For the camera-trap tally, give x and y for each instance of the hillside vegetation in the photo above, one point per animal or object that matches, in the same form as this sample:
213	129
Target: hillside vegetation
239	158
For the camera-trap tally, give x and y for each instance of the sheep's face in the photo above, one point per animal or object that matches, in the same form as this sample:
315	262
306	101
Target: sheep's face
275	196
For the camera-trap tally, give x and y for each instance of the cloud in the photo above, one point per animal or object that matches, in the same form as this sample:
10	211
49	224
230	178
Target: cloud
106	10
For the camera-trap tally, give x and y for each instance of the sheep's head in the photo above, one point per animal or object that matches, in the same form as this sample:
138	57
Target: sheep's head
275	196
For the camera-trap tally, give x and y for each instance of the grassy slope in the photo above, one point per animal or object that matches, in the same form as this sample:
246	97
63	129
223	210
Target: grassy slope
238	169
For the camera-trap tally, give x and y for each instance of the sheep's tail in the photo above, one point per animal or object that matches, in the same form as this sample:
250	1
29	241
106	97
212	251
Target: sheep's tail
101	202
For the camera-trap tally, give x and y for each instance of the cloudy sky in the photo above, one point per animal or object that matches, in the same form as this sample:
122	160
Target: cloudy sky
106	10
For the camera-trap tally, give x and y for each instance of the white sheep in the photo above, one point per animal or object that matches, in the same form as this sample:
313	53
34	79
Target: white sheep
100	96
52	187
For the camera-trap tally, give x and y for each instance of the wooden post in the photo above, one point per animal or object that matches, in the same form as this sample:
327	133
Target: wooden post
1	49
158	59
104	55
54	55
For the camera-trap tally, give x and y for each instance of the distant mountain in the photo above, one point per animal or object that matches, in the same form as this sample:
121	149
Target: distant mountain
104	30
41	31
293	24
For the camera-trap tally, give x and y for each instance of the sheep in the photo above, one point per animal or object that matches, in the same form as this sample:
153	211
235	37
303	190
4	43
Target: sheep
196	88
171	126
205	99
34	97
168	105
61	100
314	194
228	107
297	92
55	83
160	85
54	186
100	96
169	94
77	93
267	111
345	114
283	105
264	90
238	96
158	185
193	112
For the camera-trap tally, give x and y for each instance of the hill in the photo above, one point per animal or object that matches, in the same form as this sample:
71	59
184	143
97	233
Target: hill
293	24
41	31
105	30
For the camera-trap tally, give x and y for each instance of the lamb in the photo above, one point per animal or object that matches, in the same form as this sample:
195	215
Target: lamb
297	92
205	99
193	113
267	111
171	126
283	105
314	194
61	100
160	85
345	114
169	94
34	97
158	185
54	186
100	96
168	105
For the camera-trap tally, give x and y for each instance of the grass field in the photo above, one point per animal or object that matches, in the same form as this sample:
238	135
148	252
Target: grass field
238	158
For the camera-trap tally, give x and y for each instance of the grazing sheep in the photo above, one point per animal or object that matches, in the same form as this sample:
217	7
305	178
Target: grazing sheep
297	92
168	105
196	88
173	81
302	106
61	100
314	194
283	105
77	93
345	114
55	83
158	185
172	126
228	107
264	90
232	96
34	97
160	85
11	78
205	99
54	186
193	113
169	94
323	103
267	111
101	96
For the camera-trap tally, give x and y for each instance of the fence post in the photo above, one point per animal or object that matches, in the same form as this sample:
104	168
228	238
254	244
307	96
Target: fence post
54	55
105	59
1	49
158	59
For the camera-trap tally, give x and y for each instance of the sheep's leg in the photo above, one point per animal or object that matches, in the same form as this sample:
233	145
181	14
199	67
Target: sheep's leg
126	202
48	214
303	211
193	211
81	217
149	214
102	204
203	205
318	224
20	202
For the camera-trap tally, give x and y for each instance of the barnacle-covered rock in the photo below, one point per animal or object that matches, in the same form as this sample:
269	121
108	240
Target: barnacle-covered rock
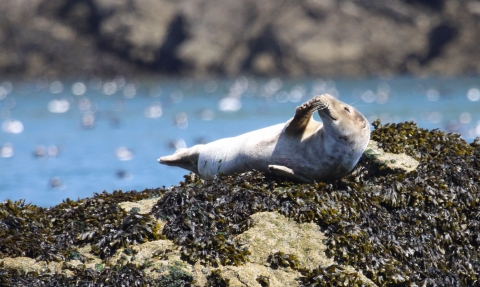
386	160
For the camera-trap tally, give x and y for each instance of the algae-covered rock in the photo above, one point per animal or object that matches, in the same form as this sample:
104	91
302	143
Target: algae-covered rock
411	222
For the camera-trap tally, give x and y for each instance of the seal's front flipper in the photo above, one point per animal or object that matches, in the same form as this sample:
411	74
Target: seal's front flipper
184	158
283	171
303	118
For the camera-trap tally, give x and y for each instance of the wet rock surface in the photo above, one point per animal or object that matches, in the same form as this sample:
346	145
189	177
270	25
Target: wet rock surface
378	226
83	38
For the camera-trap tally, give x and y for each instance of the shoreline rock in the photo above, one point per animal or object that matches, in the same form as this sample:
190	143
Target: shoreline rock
351	38
374	227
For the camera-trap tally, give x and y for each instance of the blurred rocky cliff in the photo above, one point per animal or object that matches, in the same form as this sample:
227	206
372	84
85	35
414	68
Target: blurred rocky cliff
78	38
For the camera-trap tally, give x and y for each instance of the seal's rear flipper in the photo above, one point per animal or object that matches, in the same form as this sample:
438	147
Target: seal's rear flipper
283	171
184	158
303	119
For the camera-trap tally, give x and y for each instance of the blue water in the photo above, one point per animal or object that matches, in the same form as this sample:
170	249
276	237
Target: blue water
62	139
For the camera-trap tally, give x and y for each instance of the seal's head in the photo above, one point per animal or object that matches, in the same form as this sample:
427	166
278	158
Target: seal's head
344	122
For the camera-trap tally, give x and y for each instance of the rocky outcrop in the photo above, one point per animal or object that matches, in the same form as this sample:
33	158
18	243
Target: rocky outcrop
207	38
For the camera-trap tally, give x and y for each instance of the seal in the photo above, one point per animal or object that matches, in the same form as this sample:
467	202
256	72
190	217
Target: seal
302	149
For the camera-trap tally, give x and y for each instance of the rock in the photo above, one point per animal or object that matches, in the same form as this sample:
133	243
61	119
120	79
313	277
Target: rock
373	227
78	38
394	162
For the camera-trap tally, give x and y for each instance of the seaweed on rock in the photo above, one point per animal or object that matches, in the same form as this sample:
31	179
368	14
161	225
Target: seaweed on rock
53	234
418	228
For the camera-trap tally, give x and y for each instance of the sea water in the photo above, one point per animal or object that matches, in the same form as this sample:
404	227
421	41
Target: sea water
69	139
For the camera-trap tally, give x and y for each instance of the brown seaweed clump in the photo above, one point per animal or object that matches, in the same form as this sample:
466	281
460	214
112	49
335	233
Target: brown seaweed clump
203	216
398	228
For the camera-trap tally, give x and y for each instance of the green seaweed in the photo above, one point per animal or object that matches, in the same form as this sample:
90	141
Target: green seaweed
399	229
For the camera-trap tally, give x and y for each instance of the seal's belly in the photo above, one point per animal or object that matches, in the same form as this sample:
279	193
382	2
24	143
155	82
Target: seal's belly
245	152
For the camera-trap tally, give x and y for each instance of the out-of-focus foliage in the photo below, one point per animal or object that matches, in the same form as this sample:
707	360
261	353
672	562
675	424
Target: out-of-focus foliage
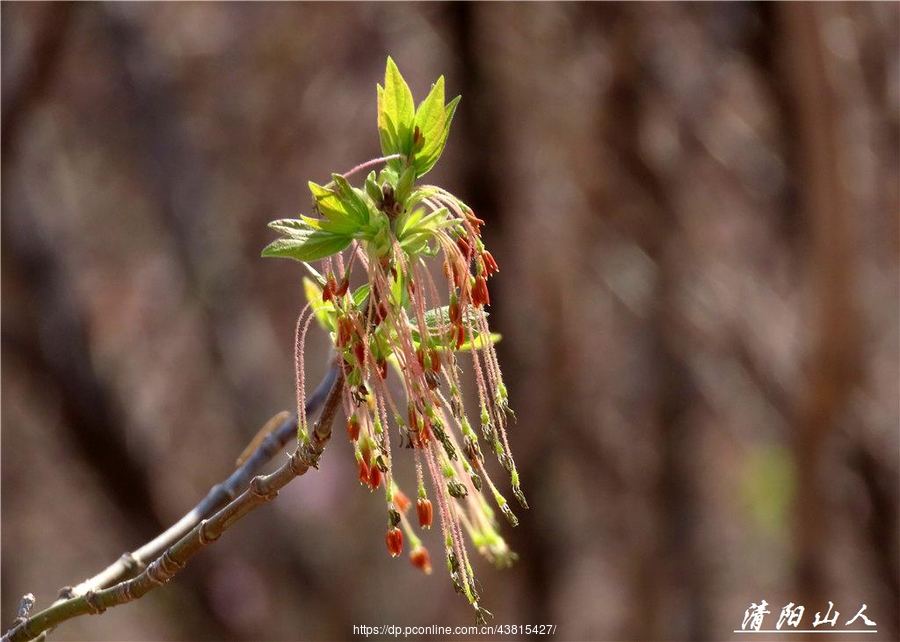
697	221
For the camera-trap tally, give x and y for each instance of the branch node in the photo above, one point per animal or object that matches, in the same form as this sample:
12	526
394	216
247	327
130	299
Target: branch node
25	607
203	536
300	461
258	488
131	564
90	597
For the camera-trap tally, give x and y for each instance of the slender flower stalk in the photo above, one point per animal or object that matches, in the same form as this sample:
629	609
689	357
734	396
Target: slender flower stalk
385	235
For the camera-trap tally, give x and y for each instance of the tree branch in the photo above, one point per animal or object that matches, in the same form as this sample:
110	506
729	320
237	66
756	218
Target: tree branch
172	549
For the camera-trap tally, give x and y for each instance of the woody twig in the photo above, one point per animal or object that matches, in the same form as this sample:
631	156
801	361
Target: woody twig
171	550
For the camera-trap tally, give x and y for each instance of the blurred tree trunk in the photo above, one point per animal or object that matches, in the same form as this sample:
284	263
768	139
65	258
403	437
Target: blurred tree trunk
834	346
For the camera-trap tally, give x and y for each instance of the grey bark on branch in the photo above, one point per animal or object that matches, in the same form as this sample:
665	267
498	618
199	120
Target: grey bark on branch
171	550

··········

§ **Exercise task**
Extract every row above and reproduce each one verbatim, omitting the pictures.

§ **Solution below**
For the camera-trap tally, give x and y for each instance of the hillside vegetation in the photo above, one point per animal or object that matches, in the same form as this sample:
213	129
Target: hillside vegetation
239	158
For the camera-trap tally, give x and y for each instance of the sheep's face in the photo above, one point per animal or object that matches, in the same form as this sample:
315	262
306	101
Target: sheep's face
275	196
For the camera-trap tally, give x and y for each instance of the cloud in the photo above, one point per animal or object that matches, in the same form as this sample:
10	211
49	224
230	178
Target: cloud
106	10
For the camera-trap tally, give x and y for each instance of the sheep's head in the photo above, one point per animal or object that matches, in the same form as this sample:
138	57
Target: sheep's head
275	196
For the camera-trap tally, give x and y for each instance of the grassy slope in the photo above, one point per animal or object that matches, in the same form as this sample:
246	97
63	129
223	210
Target: grassy slope
238	169
For the camera-trap tally, give x and y for each instance of the sheep's tail in the photo above, one point per animal or object that matches, in the same form as this sample:
250	1
29	241
106	97
212	251
Target: sheep's tail
101	202
For the camera-trap tally, give x and y for each instance of the cloudy sky in the photo above, one point per animal or object that matches, in the same form as this sample:
122	160
Target: cloudy sky
106	10
For the camera-trap tally, give x and y for each instance of the white sheep in the photo above, one point per animal or object that matches, in the same form as this sample:
313	53
34	79
Target: white sheep
100	96
52	187
For the camera-trap tally, give x and y for each instance of the wooden post in the photo above, one point per animal or object that matches, in the same form as this sample:
327	133
Target: wooden post
1	49
158	59
104	55
54	55
For the camera-trap tally, give x and y for each instance of the distant mountain in the photo above, one point per animal or object that matches, in the same form as this sample:
121	149
Target: distant mountain
104	30
41	31
293	24
For the camera-trap tally, give x and y for each instance of the sheep in the photo above, one point per animal or object that matches, in the same form as this sample:
153	211
235	37
303	190
4	43
Target: sheep
196	88
171	126
205	99
34	97
168	105
61	100
314	194
228	107
297	92
55	83
160	85
54	186
100	96
169	94
77	93
267	111
345	114
283	105
264	90
238	96
158	185
193	112
For the camera-trap tally, give x and y for each instance of the hill in the photo above, one point per animal or object that matches, in the same form as this sample:
71	59
184	143
97	233
Target: hill
293	24
41	31
105	30
For the camera-trap tally, give x and y for each instance of the lamb in the photo above, one point per animal or object that matches, in the same form as this sample:
195	215
Target: lamb
297	92
205	99
193	113
267	111
171	126
283	105
314	194
61	100
160	85
345	114
169	94
34	97
158	185
54	186
100	96
168	105
For the camera-trap tally, give x and y for each instance of the grass field in the photo above, one point per animal or object that matches, in the same form as this sample:
238	135
148	252
Target: grass field
238	158
For the camera-trap tally, give x and y for each instance of the grazing sheep in the photo above, one point per animal or object that matches, in the same form as this sample:
217	7
305	178
Target: grazing sheep
297	92
168	105
196	88
173	81
302	106
61	100
314	194
283	105
77	93
345	114
55	83
158	185
172	126
228	107
264	90
232	96
34	97
160	85
11	78
205	99
54	186
193	113
169	94
323	103
267	111
101	96
For the camera-trap tally, give x and y for each instance of the fence post in the photo above, one point per animal or object that matches, in the same form as this sample:
104	168
228	238
254	244
307	96
Target: fence post
54	55
105	59
1	49
158	59
For the camera-trap tally, give x and y for each instance of the sheep's leg in the photo above, one point per animal or object that matches, in the same form as this sample:
233	145
181	14
199	67
Target: sheep's leg
126	202
48	214
303	211
193	211
81	217
149	214
102	204
203	205
318	224
20	202
For the camera-trap tally, give x and y for each instance of the barnacle-covered rock in the photo below, one point per animal or object that matches, in the same form as this sample:
269	121
108	240
Target: barnacle-covered rock
386	160
For the camera-trap tally, give x and y for each instance of the algae-covered rock in the photo above, one point per animal or object that matches, in the same form as this sample:
104	91
302	143
Target: algae-covered rock
411	222
For the camera-trap tally, give x and y for each instance of the seal's front flipper in the photo above, one point per animal or object that matches, in the same form as this sample:
411	74
Target: seal's front flipper
184	158
283	171
303	118
For the camera-trap tally, give x and y for each instance of the wet rock surface in the photo above, one point per animal or object that matches, in the same form as this sample:
346	145
189	177
270	25
Target: wet rock surface
378	226
83	38
For the camera-trap tally, give x and y for each instance of the shoreline rock in the photo above, one point per animal or object that matches, in the same form as this sample:
190	143
Target: shoreline rock
351	38
374	227
For the camera-trap tally, give x and y for each instance of the blurred rocky cliff in the photo above, one point per animal or object that matches, in the same form as this sample:
227	206
372	84
85	35
414	68
Target: blurred rocky cliff
78	38
For the camera-trap tally, give x and y for each instance of the seal's rear flipper in the photo above, one point per animal or object that matches, in the same form as this sample:
438	147
Target: seal's rear flipper
283	171
184	158
303	119
For the camera-trap tally, give x and y for each instance of the blue water in the photo above, one point per animal or object that matches, in the same form as this sample:
170	249
276	237
Target: blue water
62	139
For the camera-trap tally, give x and y for each instance of the seal's head in the photo above, one point per animal or object that matches, in the same form as this sample:
427	166
278	158
Target: seal's head
344	122
For the camera-trap tally, give x and y for each instance of the rocky outcrop in the photo above, one point per animal or object that matches, in the same form as this sample:
33	158
18	243
Target: rocky outcrop
207	38
For the camera-trap tally, give x and y for each instance of the seal in the photo above, one point per animal or object that matches, in the same form as this sample:
467	202
256	72
190	217
Target: seal
302	149
For the camera-trap tally, give x and y for each instance of the rock in the photo above, one point per animal or object that matches, in the same form as this sample:
133	243
61	119
120	79
313	277
Target: rock
373	227
78	38
394	162
For the camera-trap tally, give x and y for each instance of the seaweed on rock in the photo above, one point per animal or object that matches, in the same form as this sample:
31	179
368	14
161	225
Target: seaweed on rock
53	234
418	228
For the camera-trap tally, give x and y for each instance of the sea water in the photo above, one point per animal or object that matches, in the same form as this sample:
404	227
421	41
Target: sea water
69	139
For the camera-trap tally, give x and y for each instance of the brown seaweed clump in the photo above, one point per animal or object that matches, in the same form as this sample:
466	281
460	214
112	49
335	233
Target: brown seaweed clump
203	216
398	228
For the camera-trap tally, give x and y for each instance of the green seaweed in the photo above, one point per animal or object that matches, in the same form as this sample:
90	141
Target: green seaweed
399	229
For the camera-trap tally, give x and y for each instance of the seal's belly in the photo above, one point per animal or object that matches, in the same form as this sample:
279	193
382	2
24	143
155	82
Target: seal's belly
245	152
For the camera-trap tally, give x and y for each instance of the out-of-focus foliage in the photo below, one point per animal or object that matches, in the same form as this sample:
707	360
261	353
672	562
675	424
Target: out-of-focus foliage
697	221
For the camera-trap tally, give x and y for each instance of the branch node in the photo above, one point per animal or object that matches, in the same form as this sample:
12	526
394	216
247	327
130	299
Target: branch node
25	607
203	536
300	461
258	488
131	564
90	597
For the camera-trap tally, give x and y for each instance of the slender flower stalk in the photo above, one point per animal or object that matches, in the same form as this sample:
629	609
689	357
734	396
Target: slender flower stalk
385	235
For the camera-trap tally, give x and y for each instance of the tree branch in the photo above, one point per animal or object that matches, in the same form as this sample:
110	506
729	320
237	66
756	218
Target: tree branch
172	549
For the camera-trap tally, give x and y for each instance of the woody twig in the photo above, one point per animal or object that matches, in the same form as this sample:
631	156
801	361
Target: woody twig
171	550
For the camera-trap tally, give x and y for each instance of the blurred tree trunk in the photo above, one point per animal or object that matches, in the same form as this sample:
284	263
768	139
65	258
403	437
Target: blurred tree trunk
834	346
For the camera-trap tally, give x and y for each instance of the grey bark on branch in the photo above, one point per animal or object that matches, in the same form as this sample:
665	267
498	618
199	120
Target: grey bark on branch
171	550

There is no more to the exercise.